Problem description: Reproduce all of the material exactly as shown.

Dataset extract:

------------------------

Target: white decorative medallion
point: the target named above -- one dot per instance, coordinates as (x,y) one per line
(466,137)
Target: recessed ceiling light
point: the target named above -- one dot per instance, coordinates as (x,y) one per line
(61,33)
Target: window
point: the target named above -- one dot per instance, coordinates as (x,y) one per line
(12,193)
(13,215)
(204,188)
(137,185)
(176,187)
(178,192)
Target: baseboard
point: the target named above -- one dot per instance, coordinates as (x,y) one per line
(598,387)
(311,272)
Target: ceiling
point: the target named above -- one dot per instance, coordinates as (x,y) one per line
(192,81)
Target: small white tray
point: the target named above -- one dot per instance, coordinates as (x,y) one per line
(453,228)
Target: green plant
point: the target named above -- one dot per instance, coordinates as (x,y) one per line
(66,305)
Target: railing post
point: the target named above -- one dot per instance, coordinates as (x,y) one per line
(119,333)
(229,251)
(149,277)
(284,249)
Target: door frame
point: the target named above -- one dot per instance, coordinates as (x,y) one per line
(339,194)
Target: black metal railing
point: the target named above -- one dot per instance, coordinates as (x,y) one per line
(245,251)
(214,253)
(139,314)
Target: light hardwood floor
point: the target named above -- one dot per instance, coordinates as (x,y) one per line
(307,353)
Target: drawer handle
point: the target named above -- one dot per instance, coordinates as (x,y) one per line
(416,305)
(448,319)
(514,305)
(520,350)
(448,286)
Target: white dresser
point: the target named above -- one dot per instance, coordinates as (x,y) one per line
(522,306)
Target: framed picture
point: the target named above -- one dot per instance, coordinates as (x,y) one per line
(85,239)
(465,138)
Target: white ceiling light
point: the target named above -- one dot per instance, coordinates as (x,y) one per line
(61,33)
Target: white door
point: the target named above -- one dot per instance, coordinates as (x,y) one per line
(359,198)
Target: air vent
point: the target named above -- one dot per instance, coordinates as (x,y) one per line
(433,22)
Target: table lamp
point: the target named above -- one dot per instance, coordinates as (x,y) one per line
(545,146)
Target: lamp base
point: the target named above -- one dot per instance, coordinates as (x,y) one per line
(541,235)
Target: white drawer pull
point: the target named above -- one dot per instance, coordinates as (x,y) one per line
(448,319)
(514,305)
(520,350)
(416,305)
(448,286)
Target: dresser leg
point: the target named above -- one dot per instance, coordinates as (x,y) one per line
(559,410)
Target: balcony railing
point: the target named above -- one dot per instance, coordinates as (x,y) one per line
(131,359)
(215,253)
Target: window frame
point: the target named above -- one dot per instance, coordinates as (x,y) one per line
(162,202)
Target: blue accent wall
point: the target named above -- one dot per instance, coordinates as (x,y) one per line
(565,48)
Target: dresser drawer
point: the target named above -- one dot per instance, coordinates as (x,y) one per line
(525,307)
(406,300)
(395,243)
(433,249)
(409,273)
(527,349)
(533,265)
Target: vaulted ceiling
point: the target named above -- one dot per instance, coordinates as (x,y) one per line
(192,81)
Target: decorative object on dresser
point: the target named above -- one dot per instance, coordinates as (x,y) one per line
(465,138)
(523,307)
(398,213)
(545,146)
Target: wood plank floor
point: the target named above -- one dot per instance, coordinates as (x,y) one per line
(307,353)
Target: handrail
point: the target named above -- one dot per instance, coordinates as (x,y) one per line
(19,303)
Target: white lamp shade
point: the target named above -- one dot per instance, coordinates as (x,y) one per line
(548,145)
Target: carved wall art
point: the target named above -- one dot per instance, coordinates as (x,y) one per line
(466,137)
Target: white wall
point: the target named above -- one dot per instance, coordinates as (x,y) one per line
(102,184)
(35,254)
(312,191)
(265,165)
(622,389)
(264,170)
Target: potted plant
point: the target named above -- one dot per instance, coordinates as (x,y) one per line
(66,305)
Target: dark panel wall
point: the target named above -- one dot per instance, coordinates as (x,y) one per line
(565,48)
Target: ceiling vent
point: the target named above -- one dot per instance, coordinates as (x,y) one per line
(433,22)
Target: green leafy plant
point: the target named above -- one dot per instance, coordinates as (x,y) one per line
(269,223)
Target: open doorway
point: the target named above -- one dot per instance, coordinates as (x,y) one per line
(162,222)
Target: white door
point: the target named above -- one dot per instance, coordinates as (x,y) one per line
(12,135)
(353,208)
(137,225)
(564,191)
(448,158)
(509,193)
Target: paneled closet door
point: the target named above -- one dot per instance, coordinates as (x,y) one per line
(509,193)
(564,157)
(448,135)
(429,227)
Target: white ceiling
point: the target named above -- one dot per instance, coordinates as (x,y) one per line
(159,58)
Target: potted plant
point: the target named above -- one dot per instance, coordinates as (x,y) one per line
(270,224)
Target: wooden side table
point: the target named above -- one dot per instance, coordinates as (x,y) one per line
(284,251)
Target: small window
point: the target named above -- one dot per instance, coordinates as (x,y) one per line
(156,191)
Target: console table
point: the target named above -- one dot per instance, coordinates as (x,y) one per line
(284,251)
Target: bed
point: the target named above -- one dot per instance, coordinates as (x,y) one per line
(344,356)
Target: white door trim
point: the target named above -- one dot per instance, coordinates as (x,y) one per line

------------------------

Final result:
Target: white decorative medallion
point: the target named above -- one dot per instance, coordinates as (x,y) one per line
(466,137)
Target: recessed ceiling light
point: the target named above -- one dot per instance, coordinates as (x,y) one per line
(61,33)
Target: window
point: the target named above -- one dot per instance, coordinates as (x,y) one per line
(12,193)
(13,215)
(204,188)
(137,185)
(176,187)
(178,192)
Target: baseboard
point: the target named above -- one dot per instance, coordinates as (x,y) one per line
(598,387)
(311,272)
Target: ceiling
point: the target named above -- one dot per instance, coordinates as (x,y) one per line
(192,81)
Target: small white tray
point: the target named above -- one dot per instance, coordinates as (x,y) one per line
(453,228)
Target: green plant
point: the target named above -- one dot per instance, coordinates as (x,y) one per line
(66,305)
Target: railing post
point: the target named above -- one dot per instance, coordinates as (x,y) one per line
(119,333)
(229,251)
(149,277)
(284,249)
Target: door frame
point: the target named above -- one dot per instance, coordinates as (x,y) one per line
(339,194)
Target: black metal railing
point: the target named above -- one dot per instance, coordinates as (x,y) one per line
(245,251)
(214,253)
(139,314)
Target: light hardwood floor
point: the target named above -- one dot per instance, coordinates as (x,y) one per line
(307,353)
Target: drawer handle
point: the target named above -- one dot per instance, coordinates as (x,y) one per line
(416,305)
(448,319)
(514,305)
(520,350)
(448,286)
Target: white dresser
point: the target named above -- one dot per instance, coordinates as (x,y) one per line
(522,306)
Target: framed picture
point: the target named above -- one dot per instance, coordinates as (x,y) one per line
(85,239)
(465,138)
Target: white ceiling light
point: the target named above -- one dot per instance, coordinates as (x,y) one per line
(61,33)
Target: white door
point: the target named above -- one dot per instance, coordinates as (x,y) one per line
(359,198)
Target: air vent
point: the target named above -- one dot per instance, coordinates as (x,y) one per line
(433,22)
Target: table lamp
point: the target named above -- one dot per instance, coordinates as (x,y) one per line
(545,146)
Target: lamp base
point: the target named above -- one dot per instance, coordinates as (x,y) one per line
(541,235)
Target: white drawer pull
point: the target named above -- one dot per instance, coordinates as (x,y) one per line
(448,319)
(514,305)
(520,350)
(416,305)
(448,286)
Target: dresser leg
point: the target named above -- one dot per instance, coordinates as (x,y) one per line
(559,410)
Target: balcony railing
point: the target named above -- one dot per instance, coordinates as (x,y) one per line
(131,359)
(215,253)
Target: window frame
point: the target named above -- one dot per instance, coordinates as (x,y) one per line
(162,202)
Target: blue accent wall
point: the target named above -- one dot per instance, coordinates as (x,y) one per line
(565,48)
Target: dresser drawer
point: the target named above -- one dot per instance, coordinates as (x,y) one per line
(525,307)
(406,300)
(395,243)
(433,249)
(409,273)
(527,349)
(533,265)
Target: vaulted ceiling
point: the target named above -- one dot per instance, coordinates as (x,y) one per line
(192,81)
Target: decorative object on dresser
point: the target named above -- one dot per instance, coordinates as (x,y) one per line
(465,138)
(523,307)
(398,213)
(545,146)
Target: wood plank floor
point: the target named above -- one dot per instance, coordinates as (x,y) one per line
(307,353)
Target: handrail
point: the target named above -- one dot per instance, coordinates as (x,y) one per line
(19,303)
Target: white lamp shade
point: the target named above -- one dot per instance, coordinates as (x,y) one per line
(548,145)
Target: carved wall art
point: the target named above -- one dot per instance, coordinates as (x,y) one per line
(466,137)
Target: white wall
point: the target named above -- one dot per instance, coordinates as (x,y) one per line
(102,184)
(35,254)
(312,191)
(265,165)
(622,389)
(264,170)
Target: potted plant
point: the target named above -- one dot per instance, coordinates as (x,y) one per line
(66,305)
Target: dark panel wall
point: the target named above -- one dot per instance, coordinates as (x,y) one per line
(565,48)
Target: ceiling vent
point: the target named above -- one dot per instance, coordinates as (x,y) one per line
(433,22)
Target: green leafy plant
point: the target named above -- one dot per instance, coordinates as (x,y) one per line
(269,223)
Target: open doorway
point: the target named above -- one dot per instance, coordinates as (x,y) one per line
(162,222)
Target: white door
point: the target named above -- one dot per instance, coordinates as (x,y) one per line
(12,135)
(353,208)
(137,225)
(564,191)
(448,158)
(509,193)
Target: paneled closet door
point: the target named above -- one dot per instance, coordinates as (x,y) one per line
(509,193)
(564,157)
(448,135)
(429,227)
Target: white ceiling
point: the target named above -- one dot per instance, coordinates as (x,y) one per line
(159,58)
Target: potted plant
point: the target named above -- one dot per instance, coordinates as (x,y) one per line
(270,224)
Target: wooden side table
point: the target named above -- one dot per instance, coordinates as (x,y) one per line
(284,251)
Target: small window
point: the target named above -- one dot per instance, coordinates as (x,y) one per line
(156,191)
Target: console table
point: the target named above -- one dot per instance, coordinates as (x,y) one per line
(284,251)
Target: bed
point: the target named above -- one dot per instance, coordinates as (x,y) one per line
(344,356)
Target: white door trim
point: the target named above -- one dot per instance, coordinates as (x,y) one per line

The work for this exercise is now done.